Supplied material Start Marker

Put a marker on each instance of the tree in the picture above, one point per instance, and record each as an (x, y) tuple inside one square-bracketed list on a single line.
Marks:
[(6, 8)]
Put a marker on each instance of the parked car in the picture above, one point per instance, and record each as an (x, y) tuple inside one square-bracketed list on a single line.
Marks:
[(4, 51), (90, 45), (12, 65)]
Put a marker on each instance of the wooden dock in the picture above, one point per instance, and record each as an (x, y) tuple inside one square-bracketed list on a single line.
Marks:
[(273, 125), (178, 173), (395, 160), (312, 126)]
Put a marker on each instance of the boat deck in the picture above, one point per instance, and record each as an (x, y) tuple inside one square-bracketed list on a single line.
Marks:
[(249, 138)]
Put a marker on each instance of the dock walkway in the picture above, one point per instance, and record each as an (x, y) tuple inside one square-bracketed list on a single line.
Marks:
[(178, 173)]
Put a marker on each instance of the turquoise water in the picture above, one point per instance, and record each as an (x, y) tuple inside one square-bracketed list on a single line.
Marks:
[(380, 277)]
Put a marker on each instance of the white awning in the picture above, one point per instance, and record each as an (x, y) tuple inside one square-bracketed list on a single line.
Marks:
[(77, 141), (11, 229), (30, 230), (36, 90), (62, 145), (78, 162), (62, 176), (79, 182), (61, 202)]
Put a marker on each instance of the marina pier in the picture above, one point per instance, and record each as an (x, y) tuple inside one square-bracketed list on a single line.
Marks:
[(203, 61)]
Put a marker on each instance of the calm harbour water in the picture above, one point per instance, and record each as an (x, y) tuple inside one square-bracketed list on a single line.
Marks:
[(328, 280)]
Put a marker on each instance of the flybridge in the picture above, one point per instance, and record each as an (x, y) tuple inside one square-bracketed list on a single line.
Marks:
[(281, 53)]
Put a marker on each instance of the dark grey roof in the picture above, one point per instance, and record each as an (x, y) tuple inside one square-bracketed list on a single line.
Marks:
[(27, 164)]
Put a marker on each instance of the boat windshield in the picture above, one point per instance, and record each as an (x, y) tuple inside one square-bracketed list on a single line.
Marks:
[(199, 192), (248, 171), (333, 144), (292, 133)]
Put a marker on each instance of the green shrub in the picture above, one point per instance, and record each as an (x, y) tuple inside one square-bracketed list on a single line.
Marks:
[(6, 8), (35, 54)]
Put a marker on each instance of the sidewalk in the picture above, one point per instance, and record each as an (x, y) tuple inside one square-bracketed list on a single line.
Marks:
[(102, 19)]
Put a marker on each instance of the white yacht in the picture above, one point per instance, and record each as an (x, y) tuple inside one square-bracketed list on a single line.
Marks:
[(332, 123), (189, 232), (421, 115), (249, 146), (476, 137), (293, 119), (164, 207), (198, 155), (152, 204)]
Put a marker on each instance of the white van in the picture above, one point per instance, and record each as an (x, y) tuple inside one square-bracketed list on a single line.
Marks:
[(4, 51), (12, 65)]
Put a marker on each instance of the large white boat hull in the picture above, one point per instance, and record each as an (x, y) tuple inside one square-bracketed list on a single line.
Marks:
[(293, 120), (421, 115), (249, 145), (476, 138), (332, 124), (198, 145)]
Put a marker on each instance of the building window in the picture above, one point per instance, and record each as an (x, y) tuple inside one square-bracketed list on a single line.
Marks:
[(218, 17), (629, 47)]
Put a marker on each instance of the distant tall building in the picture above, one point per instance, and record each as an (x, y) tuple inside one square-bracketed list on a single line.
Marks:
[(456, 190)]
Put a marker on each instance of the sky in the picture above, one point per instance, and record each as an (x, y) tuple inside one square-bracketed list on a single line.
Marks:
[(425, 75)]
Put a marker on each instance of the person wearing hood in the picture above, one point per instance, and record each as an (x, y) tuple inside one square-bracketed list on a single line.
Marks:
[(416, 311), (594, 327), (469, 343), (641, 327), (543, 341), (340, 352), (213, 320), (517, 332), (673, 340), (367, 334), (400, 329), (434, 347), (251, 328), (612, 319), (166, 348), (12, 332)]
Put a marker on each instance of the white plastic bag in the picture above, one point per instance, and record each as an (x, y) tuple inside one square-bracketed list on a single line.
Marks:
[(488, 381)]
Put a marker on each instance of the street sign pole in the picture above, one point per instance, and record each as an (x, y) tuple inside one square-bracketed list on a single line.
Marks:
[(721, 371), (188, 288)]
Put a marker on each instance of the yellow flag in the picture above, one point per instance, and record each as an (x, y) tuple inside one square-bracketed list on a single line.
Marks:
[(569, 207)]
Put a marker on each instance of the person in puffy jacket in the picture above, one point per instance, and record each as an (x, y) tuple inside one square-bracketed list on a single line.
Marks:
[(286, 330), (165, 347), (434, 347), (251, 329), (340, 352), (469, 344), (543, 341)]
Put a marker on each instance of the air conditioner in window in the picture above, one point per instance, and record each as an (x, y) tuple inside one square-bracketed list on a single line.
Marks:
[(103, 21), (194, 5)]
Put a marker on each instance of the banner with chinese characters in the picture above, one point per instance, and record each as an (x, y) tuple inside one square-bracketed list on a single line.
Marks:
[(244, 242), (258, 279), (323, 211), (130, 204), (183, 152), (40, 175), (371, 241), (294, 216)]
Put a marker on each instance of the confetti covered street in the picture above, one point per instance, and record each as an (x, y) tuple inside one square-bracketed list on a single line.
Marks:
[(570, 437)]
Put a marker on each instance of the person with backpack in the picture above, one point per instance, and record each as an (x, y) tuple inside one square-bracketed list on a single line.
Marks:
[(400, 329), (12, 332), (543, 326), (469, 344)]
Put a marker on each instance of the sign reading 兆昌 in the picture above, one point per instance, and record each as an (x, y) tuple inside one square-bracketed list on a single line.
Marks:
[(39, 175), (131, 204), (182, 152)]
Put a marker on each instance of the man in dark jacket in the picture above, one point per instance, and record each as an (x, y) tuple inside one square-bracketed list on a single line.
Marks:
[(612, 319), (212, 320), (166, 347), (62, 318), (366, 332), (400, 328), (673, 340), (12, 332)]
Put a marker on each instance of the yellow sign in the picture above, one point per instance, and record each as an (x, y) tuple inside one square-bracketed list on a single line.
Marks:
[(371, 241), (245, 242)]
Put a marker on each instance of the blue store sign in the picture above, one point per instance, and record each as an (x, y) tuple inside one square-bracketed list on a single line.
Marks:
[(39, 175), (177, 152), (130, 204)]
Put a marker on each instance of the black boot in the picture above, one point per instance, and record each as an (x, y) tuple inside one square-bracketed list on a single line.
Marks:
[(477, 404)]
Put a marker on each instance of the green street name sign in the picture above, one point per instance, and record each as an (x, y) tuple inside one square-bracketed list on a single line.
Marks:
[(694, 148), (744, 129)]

Supplied material End Marker

Wherever "building" occurs in the records above, copy the line it sits in.

Put a marker on each instance of the building window in the picture above, one point per instance, and record each as an (x, y) tuple inside one square-bracketed list on a single line.
Put a marker on each instance of the distant tall building in the picture above, one point per instance, and record each as an (x, y) tuple inside one square-bracketed list on a single line.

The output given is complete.